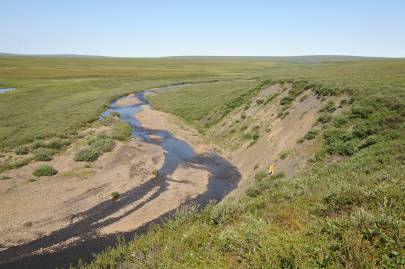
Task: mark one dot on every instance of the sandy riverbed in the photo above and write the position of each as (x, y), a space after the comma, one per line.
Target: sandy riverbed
(32, 210)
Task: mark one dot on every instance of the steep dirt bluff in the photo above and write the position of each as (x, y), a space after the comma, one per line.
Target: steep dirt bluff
(267, 130)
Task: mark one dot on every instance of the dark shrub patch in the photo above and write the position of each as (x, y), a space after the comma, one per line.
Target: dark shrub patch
(43, 155)
(45, 170)
(311, 134)
(324, 117)
(328, 107)
(87, 155)
(58, 143)
(21, 150)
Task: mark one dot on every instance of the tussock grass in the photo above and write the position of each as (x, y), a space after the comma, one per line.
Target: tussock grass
(346, 214)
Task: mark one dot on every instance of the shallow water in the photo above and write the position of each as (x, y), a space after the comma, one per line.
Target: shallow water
(224, 177)
(7, 90)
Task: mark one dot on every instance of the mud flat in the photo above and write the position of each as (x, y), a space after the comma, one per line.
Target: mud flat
(55, 221)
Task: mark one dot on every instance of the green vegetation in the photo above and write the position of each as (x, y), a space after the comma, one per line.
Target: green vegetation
(155, 173)
(122, 131)
(337, 214)
(346, 214)
(311, 134)
(96, 146)
(203, 105)
(21, 150)
(57, 96)
(44, 170)
(43, 155)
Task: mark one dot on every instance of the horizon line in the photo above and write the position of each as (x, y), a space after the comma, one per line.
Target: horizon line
(196, 55)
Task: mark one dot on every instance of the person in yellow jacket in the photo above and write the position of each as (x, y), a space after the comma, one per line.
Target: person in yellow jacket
(271, 169)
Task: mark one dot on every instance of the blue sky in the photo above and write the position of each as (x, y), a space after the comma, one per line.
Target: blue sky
(141, 28)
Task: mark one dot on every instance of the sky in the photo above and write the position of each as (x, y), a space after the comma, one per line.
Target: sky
(152, 28)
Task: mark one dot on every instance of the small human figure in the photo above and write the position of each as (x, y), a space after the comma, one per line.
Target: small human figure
(271, 169)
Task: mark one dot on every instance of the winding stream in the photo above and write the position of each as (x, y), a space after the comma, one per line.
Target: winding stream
(224, 177)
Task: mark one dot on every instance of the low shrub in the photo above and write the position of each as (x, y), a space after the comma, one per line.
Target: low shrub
(325, 117)
(21, 150)
(260, 175)
(20, 163)
(311, 134)
(329, 107)
(96, 146)
(43, 155)
(44, 170)
(87, 155)
(57, 143)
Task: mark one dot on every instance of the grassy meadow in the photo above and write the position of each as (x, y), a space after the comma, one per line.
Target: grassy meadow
(345, 211)
(56, 96)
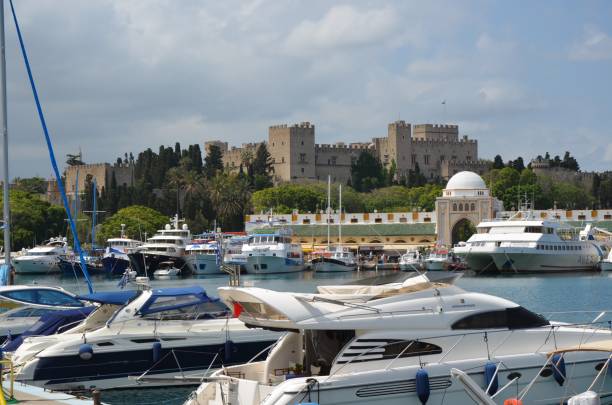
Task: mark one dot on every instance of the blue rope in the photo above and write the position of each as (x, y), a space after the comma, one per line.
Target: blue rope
(60, 185)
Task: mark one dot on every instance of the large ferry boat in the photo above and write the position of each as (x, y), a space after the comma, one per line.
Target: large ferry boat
(273, 253)
(168, 245)
(526, 244)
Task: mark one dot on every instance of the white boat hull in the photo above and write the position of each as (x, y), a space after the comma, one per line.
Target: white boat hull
(203, 264)
(257, 264)
(36, 265)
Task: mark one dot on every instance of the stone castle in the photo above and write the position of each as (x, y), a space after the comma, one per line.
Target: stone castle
(438, 151)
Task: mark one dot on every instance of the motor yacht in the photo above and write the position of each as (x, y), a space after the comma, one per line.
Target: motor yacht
(160, 333)
(21, 306)
(115, 258)
(380, 348)
(167, 244)
(411, 261)
(42, 259)
(524, 243)
(273, 253)
(204, 256)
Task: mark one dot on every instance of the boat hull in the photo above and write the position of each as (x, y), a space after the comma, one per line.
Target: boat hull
(328, 265)
(203, 264)
(117, 369)
(510, 261)
(273, 264)
(36, 265)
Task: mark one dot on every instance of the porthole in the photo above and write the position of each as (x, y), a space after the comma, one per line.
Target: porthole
(547, 372)
(513, 376)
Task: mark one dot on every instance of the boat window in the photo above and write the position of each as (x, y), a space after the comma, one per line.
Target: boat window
(511, 318)
(43, 297)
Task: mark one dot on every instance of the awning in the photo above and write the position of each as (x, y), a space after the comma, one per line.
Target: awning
(599, 346)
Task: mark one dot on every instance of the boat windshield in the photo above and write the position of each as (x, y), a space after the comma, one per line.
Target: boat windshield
(41, 296)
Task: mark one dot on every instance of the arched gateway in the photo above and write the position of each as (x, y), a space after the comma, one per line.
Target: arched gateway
(464, 203)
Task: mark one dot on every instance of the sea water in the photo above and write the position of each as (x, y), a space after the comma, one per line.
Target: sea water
(578, 297)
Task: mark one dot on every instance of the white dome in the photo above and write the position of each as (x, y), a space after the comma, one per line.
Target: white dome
(466, 181)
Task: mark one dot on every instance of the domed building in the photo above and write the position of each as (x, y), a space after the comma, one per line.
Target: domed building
(465, 202)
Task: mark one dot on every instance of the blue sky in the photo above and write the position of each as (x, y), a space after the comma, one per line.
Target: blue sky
(522, 77)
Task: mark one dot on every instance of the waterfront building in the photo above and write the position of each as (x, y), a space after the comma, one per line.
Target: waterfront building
(437, 150)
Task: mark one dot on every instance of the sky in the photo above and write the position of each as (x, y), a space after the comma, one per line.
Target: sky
(115, 76)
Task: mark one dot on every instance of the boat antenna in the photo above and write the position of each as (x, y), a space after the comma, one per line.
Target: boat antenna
(43, 123)
(3, 121)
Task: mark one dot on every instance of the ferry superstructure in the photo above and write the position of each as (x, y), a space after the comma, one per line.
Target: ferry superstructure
(531, 245)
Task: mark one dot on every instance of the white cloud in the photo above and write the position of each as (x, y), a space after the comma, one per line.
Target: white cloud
(341, 27)
(595, 45)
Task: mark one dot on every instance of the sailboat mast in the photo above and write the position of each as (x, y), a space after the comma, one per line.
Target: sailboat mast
(340, 219)
(328, 207)
(3, 121)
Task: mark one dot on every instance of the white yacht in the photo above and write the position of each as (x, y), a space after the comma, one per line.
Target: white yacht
(339, 258)
(43, 258)
(204, 257)
(160, 333)
(273, 253)
(167, 245)
(379, 348)
(527, 244)
(411, 261)
(115, 259)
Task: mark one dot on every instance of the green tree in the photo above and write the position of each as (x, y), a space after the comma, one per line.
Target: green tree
(213, 162)
(367, 172)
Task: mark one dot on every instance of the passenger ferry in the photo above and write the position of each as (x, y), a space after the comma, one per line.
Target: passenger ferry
(527, 244)
(273, 253)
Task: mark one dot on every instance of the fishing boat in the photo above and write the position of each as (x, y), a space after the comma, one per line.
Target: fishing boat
(339, 258)
(411, 261)
(42, 259)
(160, 333)
(166, 269)
(115, 258)
(384, 348)
(167, 244)
(525, 244)
(273, 253)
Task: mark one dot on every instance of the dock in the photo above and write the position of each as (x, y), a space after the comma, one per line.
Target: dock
(29, 394)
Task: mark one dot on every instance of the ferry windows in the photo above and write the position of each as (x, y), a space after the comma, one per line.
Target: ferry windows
(511, 318)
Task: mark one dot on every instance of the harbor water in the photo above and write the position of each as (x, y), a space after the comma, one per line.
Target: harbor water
(577, 297)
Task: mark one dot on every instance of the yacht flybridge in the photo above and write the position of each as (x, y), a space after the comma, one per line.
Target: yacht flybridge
(366, 346)
(168, 245)
(528, 244)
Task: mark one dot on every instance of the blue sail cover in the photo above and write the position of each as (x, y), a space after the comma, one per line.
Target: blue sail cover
(167, 299)
(110, 297)
(48, 324)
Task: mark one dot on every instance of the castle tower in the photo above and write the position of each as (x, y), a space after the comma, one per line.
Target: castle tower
(292, 149)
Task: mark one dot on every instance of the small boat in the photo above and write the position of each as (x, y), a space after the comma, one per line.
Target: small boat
(42, 259)
(204, 257)
(437, 260)
(606, 264)
(167, 269)
(115, 259)
(411, 261)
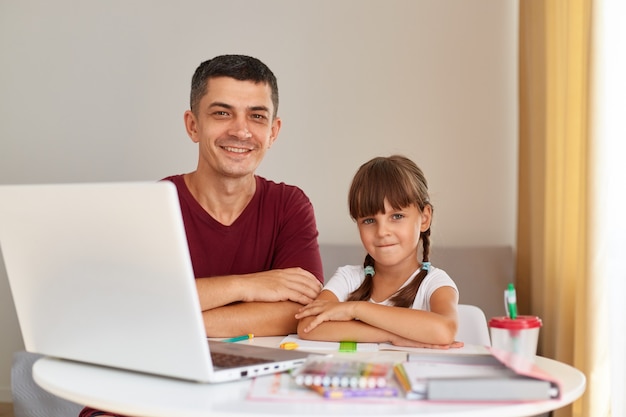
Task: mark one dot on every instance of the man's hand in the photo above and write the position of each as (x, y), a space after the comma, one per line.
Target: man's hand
(291, 284)
(326, 310)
···
* [Stated task]: Copy out exactly the lines from the one with "Task: mark one dot on every instance of the harbor" through the end of the listing, both ends included, omitting any picture.

* [Problem solution]:
Task: mark one dot on every instance of the harbor water in the photo above and write the position of each as (x, y), a space after the comma, one per line.
Target: harbor water
(577, 297)
Task: mark one dot on every instance of the yacht flybridge in the photo above and write the position of each as (x, y), a space after the comma, one per line.
Target: yacht flybridge
(366, 346)
(168, 245)
(528, 244)
Task: mark one dot on every instance of the blue sail cover in the photo above and write the position of each as (x, y), a space after the comma, one per line.
Target: blue sail cover
(167, 299)
(110, 297)
(48, 324)
Task: mark one dot on every instance of the castle tower in the photo above and write the position of each as (x, y), a space after the comma, one per line.
Target: castle tower
(292, 149)
Task: mark one dot on every instance of the small boat in the photo above and write the position of each as (x, y), a space after the comma, one per line.
Target: small boat
(42, 259)
(204, 257)
(437, 260)
(606, 264)
(167, 269)
(115, 259)
(411, 261)
Task: mark one dot on every instance of the man's hand in the photo above and write the position of each as (x, y), a space after the comma, one per line.
Target: man's hand
(291, 284)
(326, 310)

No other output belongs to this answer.